◆ WORK TO COMPLETE: Rewrite the entries below as a numbered list, one line per number, omitting any blank lines.

◆ INFORMATION PROVIDED:
»»

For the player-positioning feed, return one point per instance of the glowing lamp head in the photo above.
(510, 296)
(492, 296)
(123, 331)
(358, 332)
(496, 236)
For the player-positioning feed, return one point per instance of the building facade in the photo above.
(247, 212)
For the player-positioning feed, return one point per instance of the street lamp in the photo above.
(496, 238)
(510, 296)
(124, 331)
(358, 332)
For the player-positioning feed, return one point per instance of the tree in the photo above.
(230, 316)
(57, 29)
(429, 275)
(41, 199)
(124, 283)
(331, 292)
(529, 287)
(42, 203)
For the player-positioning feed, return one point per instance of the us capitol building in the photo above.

««

◆ CORRECT RESPONSE:
1. For the player-positioning feed, return one point per instance of the glowing lamp head in the photo above.
2. (510, 296)
3. (492, 296)
4. (123, 331)
5. (358, 332)
6. (496, 236)
7. For the player-positioning feed, return one point per instance of the building facade in the photo above.
8. (247, 212)
9. For the player-positioning feed, return one point per instance of the street lamp in the photo above.
10. (496, 238)
11. (510, 296)
12. (124, 331)
13. (358, 332)
14. For the player-positioning feed, return one point per instance of the tree in the photo above.
15. (230, 316)
16. (57, 29)
17. (429, 275)
18. (41, 199)
19. (124, 283)
20. (331, 292)
21. (529, 287)
22. (42, 203)
23. For the player-positioning feed, return one point per instance of the us capitol building in the photo above.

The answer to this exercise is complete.